[Material for the task start]
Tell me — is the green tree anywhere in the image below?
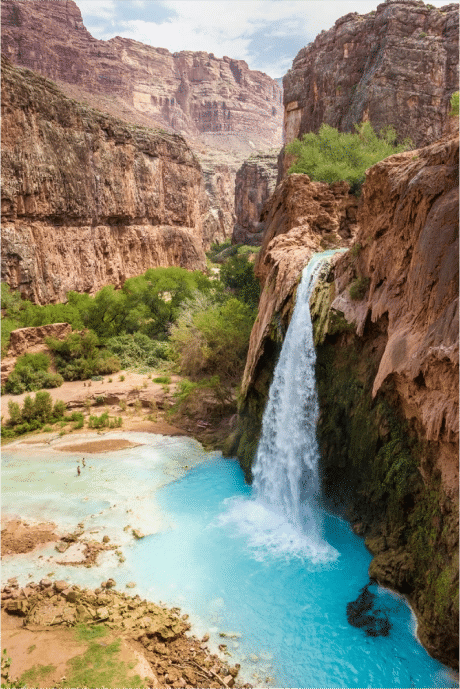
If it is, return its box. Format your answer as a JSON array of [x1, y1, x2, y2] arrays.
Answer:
[[286, 122, 413, 193], [449, 91, 460, 117], [220, 254, 260, 307]]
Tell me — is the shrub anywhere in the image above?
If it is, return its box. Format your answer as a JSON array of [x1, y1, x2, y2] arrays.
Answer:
[[15, 352, 51, 371], [107, 332, 169, 368], [153, 376, 171, 385], [8, 400, 21, 426], [349, 277, 370, 301], [30, 391, 53, 423], [52, 393, 66, 419], [2, 390, 66, 437], [5, 353, 63, 395], [88, 411, 109, 428], [171, 297, 254, 382], [46, 331, 120, 380], [449, 91, 460, 117], [286, 122, 413, 194], [220, 254, 260, 308]]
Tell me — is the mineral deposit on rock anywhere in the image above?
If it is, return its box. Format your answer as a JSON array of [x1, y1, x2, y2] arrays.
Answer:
[[283, 0, 459, 146]]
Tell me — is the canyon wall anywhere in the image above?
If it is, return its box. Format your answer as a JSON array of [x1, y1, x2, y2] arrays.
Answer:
[[227, 135, 460, 667], [226, 174, 358, 472], [283, 0, 459, 169], [0, 53, 210, 303], [1, 0, 283, 152], [232, 150, 278, 245]]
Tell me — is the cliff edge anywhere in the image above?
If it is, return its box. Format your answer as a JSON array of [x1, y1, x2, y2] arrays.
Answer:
[[232, 135, 460, 668], [0, 56, 215, 303]]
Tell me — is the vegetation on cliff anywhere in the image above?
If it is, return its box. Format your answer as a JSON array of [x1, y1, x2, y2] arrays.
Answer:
[[0, 247, 259, 432], [286, 122, 413, 194]]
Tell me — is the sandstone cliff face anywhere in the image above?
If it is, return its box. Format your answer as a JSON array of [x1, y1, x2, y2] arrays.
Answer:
[[0, 53, 208, 303], [1, 0, 283, 152], [242, 174, 358, 395], [232, 150, 278, 245], [332, 138, 460, 478], [0, 323, 72, 385], [283, 0, 459, 153], [314, 137, 460, 668], [228, 136, 460, 667]]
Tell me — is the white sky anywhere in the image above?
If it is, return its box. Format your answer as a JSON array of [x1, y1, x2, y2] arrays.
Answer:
[[76, 0, 449, 78]]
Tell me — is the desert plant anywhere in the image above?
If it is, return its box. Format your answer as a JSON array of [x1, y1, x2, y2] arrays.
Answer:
[[349, 277, 370, 301], [449, 91, 460, 117], [286, 122, 413, 194]]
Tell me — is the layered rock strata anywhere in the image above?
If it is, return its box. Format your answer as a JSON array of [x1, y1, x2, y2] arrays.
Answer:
[[0, 56, 212, 303], [229, 136, 460, 667], [1, 0, 283, 152], [314, 133, 460, 668], [232, 150, 278, 245], [283, 0, 459, 164]]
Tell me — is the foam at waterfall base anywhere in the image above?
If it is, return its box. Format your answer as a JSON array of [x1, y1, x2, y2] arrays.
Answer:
[[218, 497, 339, 564]]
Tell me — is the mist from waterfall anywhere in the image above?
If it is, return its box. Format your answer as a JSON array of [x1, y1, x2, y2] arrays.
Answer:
[[221, 251, 337, 561], [253, 254, 324, 540]]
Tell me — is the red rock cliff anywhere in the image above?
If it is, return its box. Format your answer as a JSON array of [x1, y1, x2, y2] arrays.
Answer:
[[332, 133, 460, 497], [232, 150, 278, 245], [0, 57, 211, 303], [230, 130, 460, 668], [283, 0, 459, 146], [1, 0, 283, 151]]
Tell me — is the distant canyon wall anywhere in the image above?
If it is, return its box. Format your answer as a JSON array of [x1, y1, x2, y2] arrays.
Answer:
[[283, 0, 459, 172], [0, 57, 212, 303], [1, 0, 283, 151], [232, 149, 279, 245]]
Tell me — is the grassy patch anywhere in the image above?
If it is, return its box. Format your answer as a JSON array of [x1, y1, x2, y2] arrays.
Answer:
[[153, 376, 171, 385], [19, 665, 56, 685], [58, 625, 147, 689]]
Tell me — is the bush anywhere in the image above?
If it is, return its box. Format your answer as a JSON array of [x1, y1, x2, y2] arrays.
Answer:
[[2, 390, 66, 435], [349, 277, 370, 301], [8, 400, 21, 426], [5, 353, 63, 395], [53, 393, 66, 419], [46, 331, 120, 380], [107, 332, 169, 368], [220, 253, 260, 308], [171, 297, 254, 382], [88, 411, 123, 428], [286, 122, 413, 194], [449, 91, 460, 117]]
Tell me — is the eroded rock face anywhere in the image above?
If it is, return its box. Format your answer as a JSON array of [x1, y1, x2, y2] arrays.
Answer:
[[332, 138, 460, 497], [0, 57, 208, 303], [283, 0, 459, 152], [229, 136, 460, 667], [313, 137, 460, 669], [232, 150, 278, 246], [1, 0, 283, 152], [8, 323, 72, 356]]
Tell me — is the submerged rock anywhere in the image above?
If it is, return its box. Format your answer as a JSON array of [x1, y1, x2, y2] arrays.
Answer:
[[347, 583, 391, 636]]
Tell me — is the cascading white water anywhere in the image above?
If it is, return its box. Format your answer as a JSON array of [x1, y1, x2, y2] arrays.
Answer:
[[253, 252, 332, 543], [219, 251, 338, 563]]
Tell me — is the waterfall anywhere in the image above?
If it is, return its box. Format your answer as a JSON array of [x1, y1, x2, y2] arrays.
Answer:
[[220, 251, 338, 562], [253, 254, 325, 539]]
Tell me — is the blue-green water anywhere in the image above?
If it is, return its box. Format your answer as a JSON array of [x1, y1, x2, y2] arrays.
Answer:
[[130, 459, 455, 688], [1, 433, 457, 689]]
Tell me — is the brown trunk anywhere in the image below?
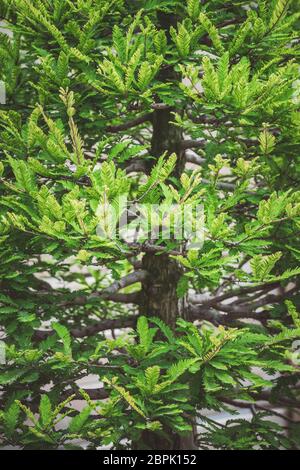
[Material for the task end]
» **Task**: Could you repeat all of these records word for word, leaving out the pictures?

» **Final result**:
Tell me — is the green tree anywhere in the image below?
If it is, return its box. Format your answer as a JSON array of [x1, y1, x2, y2] arrays.
Answer:
[[286, 122, 413, 193], [449, 91, 460, 117], [220, 254, 260, 307]]
Tell me — is the shrub anywhere in the image above?
If it is, return its box. Format your answer as a JSON array of [x1, y1, x2, y2] arrays.
Answer:
[[15, 352, 51, 371], [107, 332, 169, 368], [153, 376, 171, 385], [8, 400, 21, 426], [349, 277, 370, 301], [30, 391, 53, 423], [52, 393, 66, 419], [2, 390, 66, 437], [5, 353, 63, 395], [88, 411, 109, 428], [171, 297, 254, 382], [46, 331, 120, 380], [449, 91, 460, 117], [286, 122, 413, 194], [220, 254, 260, 308]]
Tell me — is the mineral deposit on rock anywhere in the image above?
If it is, return its box. Format your answer as a JSON array of [x1, y1, x2, y2] arrays.
Answer:
[[283, 0, 459, 146]]
Tell me — is the canyon wall anywhere in the image above?
If it is, return its box. Format your answer as a JSON array of [x1, y1, x2, y2] arrays.
Answer:
[[227, 135, 460, 667], [226, 174, 358, 472], [283, 0, 459, 169], [0, 53, 210, 303], [1, 0, 283, 152], [232, 150, 278, 245]]
Tell me — is the cliff edge anywhere in the image above?
If it is, return its box. Format your answer as a JSON array of [x1, y1, x2, y2] arrays.
Answer:
[[232, 135, 460, 668], [0, 56, 215, 303]]
Tell me — is the vegetation on cliff anywhere in the image above?
If it is, return its box. Format your answer as a JSON array of [x1, y1, x2, y2] arrays.
Answer:
[[0, 247, 259, 432], [286, 122, 413, 194]]
Tell me — is the sandstone cliff face anywhere in the image above?
If it is, return its box. Format your answer as a JSON array of [x1, y1, x2, y2] arrays.
Answer:
[[0, 53, 208, 303], [1, 0, 283, 152], [242, 174, 358, 395], [232, 150, 278, 245], [332, 138, 460, 478], [0, 323, 72, 385], [283, 0, 459, 153], [314, 137, 460, 668], [228, 136, 460, 667]]
Tell me — is the white sky anywhere in the image above?
If it is, return its box. Format your answer as a JSON array of [x1, y1, x2, y2] arrays.
Answer:
[[76, 0, 449, 78]]
Tell me — is the desert plant anywhere in the image above?
If it is, return its box. Format your answer as a JSON array of [x1, y1, x2, y2] arrays.
Answer:
[[349, 277, 370, 301], [449, 91, 460, 117], [286, 122, 413, 194]]
Tell me — is the layered rock strata anywhere in the image above?
If it is, return its box. Format your answer as a JSON array of [x1, y1, x2, y2] arrays.
Answer:
[[0, 56, 212, 303], [229, 136, 460, 667], [1, 0, 283, 152], [314, 133, 460, 668], [232, 150, 278, 245], [283, 0, 459, 164]]
Tell me — is the foam at waterfall base anywhere in the image above?
If it is, return its box. Format your answer as a JSON array of [x1, y1, x2, y2] arrays.
Answer:
[[218, 497, 339, 564]]
Tell me — is the mist from waterfall anywhere in the image above?
If it is, return its box. Format your answer as a JSON array of [x1, y1, x2, y2] arrays.
Answer:
[[221, 251, 337, 561], [253, 254, 324, 540]]
Tell me — is the red rock cliff anywhere in the image above?
If it is, return its box. Format your answer as a JSON array of [x1, y1, x2, y2] arrays.
Answer:
[[332, 133, 460, 497], [232, 150, 278, 245], [0, 57, 211, 303], [230, 130, 460, 668], [283, 0, 459, 146], [1, 0, 283, 151]]
Tell me — is the distant canyon wall anywhere in the image above?
If it is, return its box. Format your answer as a JSON array of [x1, y1, x2, y2] arrays.
Answer:
[[283, 0, 459, 172], [0, 57, 212, 303], [1, 0, 283, 151], [232, 149, 279, 245]]
Tell me — is the grassy patch anywhere in the image above?
If it is, return its box. Format your answer as a JSON array of [x1, y1, x2, y2] arrays.
Answer:
[[153, 376, 171, 385], [19, 665, 56, 685], [58, 625, 147, 689]]
Tell me — is the bush anywhere in the image above?
If it is, return its box. Format your answer as a JSON array of [x1, y1, x2, y2] arrays.
Answer:
[[2, 390, 66, 435], [349, 277, 370, 301], [8, 400, 21, 426], [5, 353, 63, 395], [53, 393, 66, 419], [46, 331, 120, 380], [107, 332, 169, 368], [220, 253, 260, 308], [171, 297, 254, 382], [88, 411, 123, 428], [286, 122, 413, 194], [449, 91, 460, 117]]
Tell me — is the eroded rock face anywhere in the image above?
If it is, return its box. Format your answer as a JSON array of [x1, y1, x2, y2] arrays.
Answer:
[[332, 138, 460, 497], [0, 57, 208, 303], [283, 0, 459, 152], [229, 136, 460, 667], [313, 137, 460, 669], [232, 150, 278, 246], [1, 0, 283, 152], [8, 323, 72, 356]]
Tell me — is the submerged rock anywhere in the image above?
If it is, return its box. Format your answer as a JSON array of [x1, y1, x2, y2] arrays.
Answer:
[[347, 583, 391, 636]]
Tell me — is the cascading white water anywhere in the image above?
If it is, return its box. Format your answer as a JSON array of [x1, y1, x2, y2] arrays.
Answer:
[[253, 252, 332, 543], [219, 251, 338, 563]]
Tell me — is the waterfall anywhere in the image above?
If it is, return its box. Format your answer as a JSON array of [x1, y1, x2, y2] arrays.
Answer:
[[220, 251, 338, 562], [253, 254, 325, 539]]
Tell me — is the blue-green water anywhere in the image above?
If it is, return its box. Format your answer as a JSON array of [x1, y1, x2, y2] arrays.
Answer:
[[130, 459, 455, 688], [1, 433, 457, 689]]
Tell me — is the brown trunk anywhere in the image below?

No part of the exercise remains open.